▶ _提示本文_
乙女座では木星がデトリメント(障害)する

古典占星術では木星は射手座と魚座の支配星にあたります。

そのため真逆の位置である対向サインの双子座と乙女座では、木星のちからをポジティブに発揮するのが難しいのです。

双子座も乙女座も、水星が支配するサインです。

要するに、惑星としては木星と水星は相性がイマイチ…ということ。

ゆったりと大きく包み込むような魚座木星は、乙女座の細かく分析的な思考や管理的な環境に馴染みにくく、

木星本来の、ゆったり広がる様子・包み込むような愛・幸運・楽観性が、乙女座の秩序にこだわり細分化や分析を好む性質によって制限され、豊かさの広がりを小さくしてしまいます。

そのため木星にとって乙女座はデトリメント(障害)とされたのだと思います。

「木を見て森を見ず」という言葉がありますが、

  • 乙女座…細分化(木)
  • 魚座…全体性(森)

数多ある木々の細部が気になってしまい、視野を広げて森全体を見ることができない状態になりやすいのが、乙女座の木星です。

視野狭窄になりやすく、分かりやすいかたちの幸運では無いかもしれませんが、それでも乙女座木星の強みは「細部への注意力と実用性を信じて積み上げる力」だと思います。

森を見れずとも数多の木の1本1本を深く観察し分析し理解し、丁寧にコツコツと信頼を積み上げていくことが、いつか大きな豊かさと祝福につながると信じ抜き実践できるのだと思います。

金星が乙女座でフォールするのは、魚座でイグザルテーションするから

金星は魚座にあるときイグザルテーション(高揚)となりますが、乙女座にフォール(減衰)の品位になります。

▶ _提供項目_

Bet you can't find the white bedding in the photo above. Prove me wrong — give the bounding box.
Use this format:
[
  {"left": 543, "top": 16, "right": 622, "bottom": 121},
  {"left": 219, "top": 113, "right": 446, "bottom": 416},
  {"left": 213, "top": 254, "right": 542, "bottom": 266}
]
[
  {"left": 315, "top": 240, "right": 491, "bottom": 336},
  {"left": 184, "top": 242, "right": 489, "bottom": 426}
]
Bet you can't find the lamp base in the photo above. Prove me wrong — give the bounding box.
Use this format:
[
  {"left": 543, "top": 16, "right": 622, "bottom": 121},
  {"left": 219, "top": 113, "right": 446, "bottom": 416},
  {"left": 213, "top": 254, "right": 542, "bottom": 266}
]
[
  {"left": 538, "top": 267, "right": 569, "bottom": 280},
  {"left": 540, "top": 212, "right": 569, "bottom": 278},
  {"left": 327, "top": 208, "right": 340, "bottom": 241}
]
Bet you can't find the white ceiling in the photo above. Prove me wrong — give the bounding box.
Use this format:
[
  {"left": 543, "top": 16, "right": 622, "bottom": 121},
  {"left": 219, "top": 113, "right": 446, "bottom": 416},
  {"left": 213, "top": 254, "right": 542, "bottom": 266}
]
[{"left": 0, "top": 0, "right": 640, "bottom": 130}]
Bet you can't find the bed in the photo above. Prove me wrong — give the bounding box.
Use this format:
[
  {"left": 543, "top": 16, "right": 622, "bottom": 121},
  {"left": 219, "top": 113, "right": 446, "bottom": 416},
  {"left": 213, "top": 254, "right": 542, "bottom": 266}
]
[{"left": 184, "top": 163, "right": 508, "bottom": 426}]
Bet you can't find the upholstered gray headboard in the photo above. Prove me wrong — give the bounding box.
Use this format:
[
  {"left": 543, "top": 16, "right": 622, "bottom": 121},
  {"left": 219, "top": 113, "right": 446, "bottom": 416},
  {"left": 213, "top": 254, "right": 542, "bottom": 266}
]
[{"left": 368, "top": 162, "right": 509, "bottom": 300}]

▶ _課題一覧_
A. 木星と乙女座についての本文で「木星本来の」性質として挙げられているものを、すべて書き出してください。
B. 木星と乙女座についての本文では、乙女座木星の強みを何だと述べていますか。
C. 木星と乙女座についての本文のうち、"視野狭窄になりやすく、分かり"で始まり"ル(減衰)の品位になります。"で終わる部分を、一字一句そのまま書き写してください。
本文の内容だけを根拠にして答えてください。

▶ _課題の解答_
A. ゆったり広がる様子、包み込むような愛、幸運、楽観性

B. 「細部への注意力と実用性を信じて積み上げる力」です。

C.
視野狭窄になりやすく、分かりやすいかたちの幸運では無いかもしれませんが、それでも乙女座木星の強みは「細部への注意力と実用性を信じて積み上げる力」だと思います。

森を見れずとも数多の木の1本1本を深く観察し分析し理解し、丁寧にコツコツと信頼を積み上げていくことが、いつか大きな豊かさと祝福につながると信じ抜き実践できるのだと思います。

金星が乙女座でフォールするのは、魚座でイグザルテーションするから

金星は魚座にあるときイグザルテーション(高揚)となりますが、乙女座にフォール(減衰)の品位になります。